▶ **A portion of a data file**
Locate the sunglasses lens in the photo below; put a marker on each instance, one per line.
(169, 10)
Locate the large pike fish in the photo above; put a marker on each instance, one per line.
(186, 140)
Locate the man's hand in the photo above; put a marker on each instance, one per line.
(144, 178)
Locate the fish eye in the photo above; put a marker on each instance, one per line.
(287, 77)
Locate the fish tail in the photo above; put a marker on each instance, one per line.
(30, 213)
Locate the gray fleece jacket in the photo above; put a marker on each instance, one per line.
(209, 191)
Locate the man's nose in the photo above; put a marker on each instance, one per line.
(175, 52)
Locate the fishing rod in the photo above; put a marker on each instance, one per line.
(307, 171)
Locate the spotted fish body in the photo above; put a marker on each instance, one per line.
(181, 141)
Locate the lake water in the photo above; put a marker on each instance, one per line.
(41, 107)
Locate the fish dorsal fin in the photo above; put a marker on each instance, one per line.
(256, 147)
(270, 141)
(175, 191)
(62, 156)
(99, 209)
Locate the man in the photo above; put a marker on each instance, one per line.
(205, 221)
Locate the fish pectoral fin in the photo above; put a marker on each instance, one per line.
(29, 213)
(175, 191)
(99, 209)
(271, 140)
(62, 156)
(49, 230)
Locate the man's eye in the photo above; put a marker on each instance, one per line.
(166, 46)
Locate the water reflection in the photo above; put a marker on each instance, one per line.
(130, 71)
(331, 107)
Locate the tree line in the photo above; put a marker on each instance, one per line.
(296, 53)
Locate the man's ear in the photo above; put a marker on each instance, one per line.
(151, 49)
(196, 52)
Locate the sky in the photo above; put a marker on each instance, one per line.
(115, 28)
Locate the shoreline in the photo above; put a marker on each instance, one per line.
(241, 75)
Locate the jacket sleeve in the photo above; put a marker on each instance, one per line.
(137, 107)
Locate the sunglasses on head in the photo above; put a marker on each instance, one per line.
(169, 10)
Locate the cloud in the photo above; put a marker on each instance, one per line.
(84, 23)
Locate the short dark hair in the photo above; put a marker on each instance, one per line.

▶ **Prompt**
Copy verbatim the stretch of rows running from the line containing "Locate the jacket" through the last line of the rows, including both ends.

▶ **Response**
Locate the jacket sleeve in the photo above; put a marker on each instance, one per line.
(137, 107)
Locate the sunglasses on head in the photo above; put a marker on each instance, one per line.
(169, 10)
Locate the cloud in the photo above; put a marker on each instance, one per line.
(84, 23)
Locate the short dark hair in the photo above; put a marker on each instance, one per line.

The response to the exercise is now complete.